**JOB 1**
Check each statement against the Brooklyn passage below: (a) The Dodgers left Brooklyn for Los Angeles fifty years ago. (b) When the manufacturing jobs left, the people left too. (c) The excitement on Franklin Avenue was for baseball. Answer yes or no for each, and quote the words from the passage that decide it.
**JOB 2**
Carry on the Brooklyn passage below, starting after its final sentence.

**EXTRACT**
— BEGIN —
It’s been fifty years since the Dodgers left Brooklyn for the sunny skies of Los Angeles. What they left in their wake were several twenty story apartment buildings filled with people who migrated to Brooklyn because it was a shipping and manufacturing centre. As soon as Ebbets Field Houses were completed all the manufacturing jobs that had made Brooklyn a promised land were gone just like the beloved baseball team. The jobs had left with the ballclub but the people remained.
Two score and four years after JACKIE ROBINSON first graced Crown Heights with his lionheart there was still an electricity on Franklin Avenue. The excitement wasn’t for hardball though, but for hard white cocaine. In the early 1990’s Brooklyn was just like any former manufacturing metropolis that had been forsaken by their corporate stewards. Crack was so pervasive in this neighborhood that it completely eroded what had been a progressively middle-class aspiring community.
— END —
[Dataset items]
— BEGIN —
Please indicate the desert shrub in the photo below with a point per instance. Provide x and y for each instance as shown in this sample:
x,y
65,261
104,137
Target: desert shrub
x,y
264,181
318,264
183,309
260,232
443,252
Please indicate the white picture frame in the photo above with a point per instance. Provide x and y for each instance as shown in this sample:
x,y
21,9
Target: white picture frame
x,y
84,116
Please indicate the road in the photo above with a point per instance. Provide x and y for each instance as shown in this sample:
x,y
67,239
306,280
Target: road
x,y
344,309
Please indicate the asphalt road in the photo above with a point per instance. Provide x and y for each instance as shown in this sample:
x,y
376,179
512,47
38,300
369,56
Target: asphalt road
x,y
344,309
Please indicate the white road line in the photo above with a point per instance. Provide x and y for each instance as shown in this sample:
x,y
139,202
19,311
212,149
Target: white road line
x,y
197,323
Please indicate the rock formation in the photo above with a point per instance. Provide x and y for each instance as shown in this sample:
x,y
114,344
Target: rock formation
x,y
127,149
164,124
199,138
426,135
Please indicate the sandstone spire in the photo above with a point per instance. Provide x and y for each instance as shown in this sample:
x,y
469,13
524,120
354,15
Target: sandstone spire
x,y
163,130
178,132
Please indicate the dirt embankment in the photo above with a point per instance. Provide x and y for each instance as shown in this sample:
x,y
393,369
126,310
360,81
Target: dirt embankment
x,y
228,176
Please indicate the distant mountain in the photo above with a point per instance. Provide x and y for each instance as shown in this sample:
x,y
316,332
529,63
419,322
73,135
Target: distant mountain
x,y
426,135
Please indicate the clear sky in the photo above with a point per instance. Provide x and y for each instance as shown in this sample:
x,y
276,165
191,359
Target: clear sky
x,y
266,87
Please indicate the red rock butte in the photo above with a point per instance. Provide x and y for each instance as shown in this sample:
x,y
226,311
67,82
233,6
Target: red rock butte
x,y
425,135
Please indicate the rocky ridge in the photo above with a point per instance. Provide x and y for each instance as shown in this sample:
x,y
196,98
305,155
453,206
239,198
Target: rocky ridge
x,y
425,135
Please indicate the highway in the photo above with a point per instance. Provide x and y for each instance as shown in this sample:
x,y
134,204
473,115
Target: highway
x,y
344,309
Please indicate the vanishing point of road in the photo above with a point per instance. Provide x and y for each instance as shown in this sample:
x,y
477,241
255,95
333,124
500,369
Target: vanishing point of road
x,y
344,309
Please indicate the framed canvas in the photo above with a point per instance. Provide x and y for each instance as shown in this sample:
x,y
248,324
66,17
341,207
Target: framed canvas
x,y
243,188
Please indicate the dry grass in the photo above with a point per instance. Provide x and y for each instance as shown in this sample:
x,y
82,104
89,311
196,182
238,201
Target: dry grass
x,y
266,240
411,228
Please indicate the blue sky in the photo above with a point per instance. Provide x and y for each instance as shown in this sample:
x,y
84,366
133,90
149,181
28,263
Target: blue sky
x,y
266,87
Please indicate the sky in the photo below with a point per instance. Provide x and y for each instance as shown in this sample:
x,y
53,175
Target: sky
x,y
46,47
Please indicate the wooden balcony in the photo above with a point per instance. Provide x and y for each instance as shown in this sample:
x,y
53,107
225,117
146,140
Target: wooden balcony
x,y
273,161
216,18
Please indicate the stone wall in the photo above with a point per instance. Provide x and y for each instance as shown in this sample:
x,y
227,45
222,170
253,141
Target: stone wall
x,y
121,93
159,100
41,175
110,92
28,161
— END —
**REPLY 1**
(a) Yes: "It’s been fifty years since the Dodgers left Brooklyn for the sunny skies of Los Angeles."
(b) No: "The jobs had left with the ballclub but the people remained."
(c) No: "The excitement wasn’t for hardball though, but for hard white cocaine."

**REPLY 2**
Everything was for cheap back then. Drugs and lives. KENNY and I used to link with his homey GARY from Ebbets Houses. G knew all the gates that were in the walk-up tenements that lined Union Street off of Franklin Avenue. We would all go in for several dubsacks and spend the night walking through the streets or riding the Franklin Avenue shuttle blazing el after el back to back. Even on cold winter nights you could find us trooping from St. John’s and F.A. to Ebbets and then into Manhattan.
Since the shuttering of nightclubs like The Fever, Union Square, and then the Latin Quarter there wasn’t anywhere to go and party with your ‘hood crew. There was a downtown scene that hosted Hip-Hop loft parties but you had to have an industry connect to find those popoffs. For a regular weekend we would all just go to the ‘Deuce’. This was the urban experience’s excuse for being a mall rat. New York City hadn’t been totally Disney-fied yet and 42nd Street had become a virtual wasteland. There weren’t enough active theaters to house all the aimless teenagers that congregated in and around Times Square.
Back then you had to have your ski jacket game on some super official rugged armageddon ish. KENNY and I had these ridiculous Gore-Tex jackets by Wilderness Experience. Top that off with a Wigwam knit cap or some Rossignol earwarmers. Guess? was still the jeans wear and Timberland was the mandatory minimum for the concrete canyons. This was our uniform that signified not just our style, but our tribe. Add a backpack to that set if you were still in a boosting New York state of mind.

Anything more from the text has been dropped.